- **RECORDS FOR THE TASK**
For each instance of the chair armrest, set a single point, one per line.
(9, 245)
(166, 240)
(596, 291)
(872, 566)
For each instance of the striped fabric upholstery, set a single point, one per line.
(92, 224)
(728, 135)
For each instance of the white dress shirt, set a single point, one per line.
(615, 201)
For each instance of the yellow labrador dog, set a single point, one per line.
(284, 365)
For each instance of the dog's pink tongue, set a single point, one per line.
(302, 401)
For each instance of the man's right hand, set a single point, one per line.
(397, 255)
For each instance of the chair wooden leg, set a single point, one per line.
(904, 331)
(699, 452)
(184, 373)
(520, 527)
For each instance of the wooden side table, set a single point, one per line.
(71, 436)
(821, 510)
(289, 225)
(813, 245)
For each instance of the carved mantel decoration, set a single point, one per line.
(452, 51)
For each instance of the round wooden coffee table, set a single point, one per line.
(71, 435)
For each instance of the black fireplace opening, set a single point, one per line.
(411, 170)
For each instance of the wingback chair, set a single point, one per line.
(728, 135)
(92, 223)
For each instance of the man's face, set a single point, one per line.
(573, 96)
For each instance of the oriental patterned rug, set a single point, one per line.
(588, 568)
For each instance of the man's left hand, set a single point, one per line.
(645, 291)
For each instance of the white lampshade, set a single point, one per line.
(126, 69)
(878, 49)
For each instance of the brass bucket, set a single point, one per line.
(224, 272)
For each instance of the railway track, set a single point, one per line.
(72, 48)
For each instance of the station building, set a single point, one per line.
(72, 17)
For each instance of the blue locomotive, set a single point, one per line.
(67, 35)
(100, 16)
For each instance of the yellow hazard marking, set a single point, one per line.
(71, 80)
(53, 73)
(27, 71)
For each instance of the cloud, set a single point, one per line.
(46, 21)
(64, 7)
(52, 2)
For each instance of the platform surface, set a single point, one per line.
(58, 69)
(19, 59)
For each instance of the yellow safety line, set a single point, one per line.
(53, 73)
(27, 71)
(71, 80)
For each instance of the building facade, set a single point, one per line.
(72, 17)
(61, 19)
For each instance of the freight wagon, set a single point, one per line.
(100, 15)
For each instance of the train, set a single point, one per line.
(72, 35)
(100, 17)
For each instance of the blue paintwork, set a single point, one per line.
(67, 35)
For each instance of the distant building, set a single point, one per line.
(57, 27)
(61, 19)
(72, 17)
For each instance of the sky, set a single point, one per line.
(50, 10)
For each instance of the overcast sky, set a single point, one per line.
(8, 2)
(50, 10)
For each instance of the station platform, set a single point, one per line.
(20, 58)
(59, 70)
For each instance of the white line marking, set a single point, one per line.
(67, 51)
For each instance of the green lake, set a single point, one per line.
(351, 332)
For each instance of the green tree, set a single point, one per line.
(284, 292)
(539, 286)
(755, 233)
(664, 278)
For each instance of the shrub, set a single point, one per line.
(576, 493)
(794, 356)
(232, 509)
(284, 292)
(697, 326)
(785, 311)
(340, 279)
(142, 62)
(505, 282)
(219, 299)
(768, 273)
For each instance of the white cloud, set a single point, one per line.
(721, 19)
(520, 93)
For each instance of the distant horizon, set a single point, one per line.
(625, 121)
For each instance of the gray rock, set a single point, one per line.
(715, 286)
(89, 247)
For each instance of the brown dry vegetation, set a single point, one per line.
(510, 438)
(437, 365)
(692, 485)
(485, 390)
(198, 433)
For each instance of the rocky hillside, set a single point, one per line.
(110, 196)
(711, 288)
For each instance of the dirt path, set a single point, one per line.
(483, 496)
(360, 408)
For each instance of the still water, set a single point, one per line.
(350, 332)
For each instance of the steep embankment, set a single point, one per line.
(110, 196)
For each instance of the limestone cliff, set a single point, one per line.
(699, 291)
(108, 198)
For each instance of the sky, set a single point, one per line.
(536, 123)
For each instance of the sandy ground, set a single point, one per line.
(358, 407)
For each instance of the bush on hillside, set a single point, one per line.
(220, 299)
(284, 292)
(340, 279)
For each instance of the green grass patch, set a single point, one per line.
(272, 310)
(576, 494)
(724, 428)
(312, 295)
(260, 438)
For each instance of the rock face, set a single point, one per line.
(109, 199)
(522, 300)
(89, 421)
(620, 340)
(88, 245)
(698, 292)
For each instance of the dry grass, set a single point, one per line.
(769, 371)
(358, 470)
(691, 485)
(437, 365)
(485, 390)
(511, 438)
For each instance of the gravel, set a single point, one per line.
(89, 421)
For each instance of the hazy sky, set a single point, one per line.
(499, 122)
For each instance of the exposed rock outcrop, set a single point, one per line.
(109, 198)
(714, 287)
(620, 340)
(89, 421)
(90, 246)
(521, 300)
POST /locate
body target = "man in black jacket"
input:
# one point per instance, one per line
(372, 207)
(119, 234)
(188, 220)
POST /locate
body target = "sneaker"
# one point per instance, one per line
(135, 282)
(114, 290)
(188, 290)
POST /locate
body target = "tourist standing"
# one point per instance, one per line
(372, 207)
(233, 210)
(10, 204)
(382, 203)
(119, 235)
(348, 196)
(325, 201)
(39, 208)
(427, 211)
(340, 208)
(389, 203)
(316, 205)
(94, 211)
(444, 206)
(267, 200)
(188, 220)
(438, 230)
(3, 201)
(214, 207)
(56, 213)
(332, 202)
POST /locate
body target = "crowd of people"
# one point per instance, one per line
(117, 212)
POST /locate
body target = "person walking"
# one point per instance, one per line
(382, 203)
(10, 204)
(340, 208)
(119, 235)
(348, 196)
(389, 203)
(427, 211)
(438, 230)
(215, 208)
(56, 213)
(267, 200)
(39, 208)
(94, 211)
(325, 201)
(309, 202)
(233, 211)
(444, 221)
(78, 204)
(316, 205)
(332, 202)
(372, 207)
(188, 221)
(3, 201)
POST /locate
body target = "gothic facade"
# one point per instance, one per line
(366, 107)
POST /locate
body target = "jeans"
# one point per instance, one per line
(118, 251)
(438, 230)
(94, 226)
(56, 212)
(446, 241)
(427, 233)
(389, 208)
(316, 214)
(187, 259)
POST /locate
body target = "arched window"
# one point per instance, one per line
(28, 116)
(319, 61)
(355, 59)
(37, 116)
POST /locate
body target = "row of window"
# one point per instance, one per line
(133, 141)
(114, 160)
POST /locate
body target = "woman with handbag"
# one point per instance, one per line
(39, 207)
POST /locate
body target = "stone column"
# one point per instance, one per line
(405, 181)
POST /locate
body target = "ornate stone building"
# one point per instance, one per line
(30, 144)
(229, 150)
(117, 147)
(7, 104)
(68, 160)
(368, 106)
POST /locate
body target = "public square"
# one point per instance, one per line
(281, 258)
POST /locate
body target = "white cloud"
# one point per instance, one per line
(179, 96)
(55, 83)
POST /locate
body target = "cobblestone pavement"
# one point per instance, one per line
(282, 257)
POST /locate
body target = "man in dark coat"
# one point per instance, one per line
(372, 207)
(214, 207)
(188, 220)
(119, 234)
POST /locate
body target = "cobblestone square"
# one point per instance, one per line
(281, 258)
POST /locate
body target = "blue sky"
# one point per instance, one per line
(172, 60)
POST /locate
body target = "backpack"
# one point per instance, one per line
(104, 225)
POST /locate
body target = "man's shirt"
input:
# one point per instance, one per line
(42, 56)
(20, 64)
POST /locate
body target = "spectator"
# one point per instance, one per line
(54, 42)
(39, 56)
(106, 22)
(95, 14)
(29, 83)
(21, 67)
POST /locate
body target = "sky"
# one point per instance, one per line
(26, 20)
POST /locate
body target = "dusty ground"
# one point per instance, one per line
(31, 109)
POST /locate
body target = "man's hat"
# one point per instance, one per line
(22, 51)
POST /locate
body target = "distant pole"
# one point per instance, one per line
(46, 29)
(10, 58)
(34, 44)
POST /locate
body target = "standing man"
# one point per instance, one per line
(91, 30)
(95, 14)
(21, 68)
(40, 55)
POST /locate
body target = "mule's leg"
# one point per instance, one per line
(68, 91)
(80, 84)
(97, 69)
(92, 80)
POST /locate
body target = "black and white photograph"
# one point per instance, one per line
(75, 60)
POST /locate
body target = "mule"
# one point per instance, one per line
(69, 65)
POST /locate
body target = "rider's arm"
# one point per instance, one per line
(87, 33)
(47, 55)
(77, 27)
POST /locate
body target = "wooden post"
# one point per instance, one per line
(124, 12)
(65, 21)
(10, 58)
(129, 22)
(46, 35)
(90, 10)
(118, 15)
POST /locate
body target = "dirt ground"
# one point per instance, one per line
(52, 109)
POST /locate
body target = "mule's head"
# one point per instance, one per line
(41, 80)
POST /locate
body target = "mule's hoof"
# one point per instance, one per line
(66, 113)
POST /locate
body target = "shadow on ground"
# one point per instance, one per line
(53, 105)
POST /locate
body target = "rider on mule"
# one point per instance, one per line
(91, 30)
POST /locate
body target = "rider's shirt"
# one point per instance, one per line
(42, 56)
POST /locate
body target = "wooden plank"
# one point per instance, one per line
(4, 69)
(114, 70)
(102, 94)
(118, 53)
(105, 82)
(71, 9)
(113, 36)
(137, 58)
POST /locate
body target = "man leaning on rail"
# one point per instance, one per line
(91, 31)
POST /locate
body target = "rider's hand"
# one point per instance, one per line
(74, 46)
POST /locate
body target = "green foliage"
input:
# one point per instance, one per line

- **YOUR OBJECTIVE**
For the records above, state how many lines contain "cobblestone". Add nothing to the number.

- **SOLUTION FOR THIS PROBLEM**
2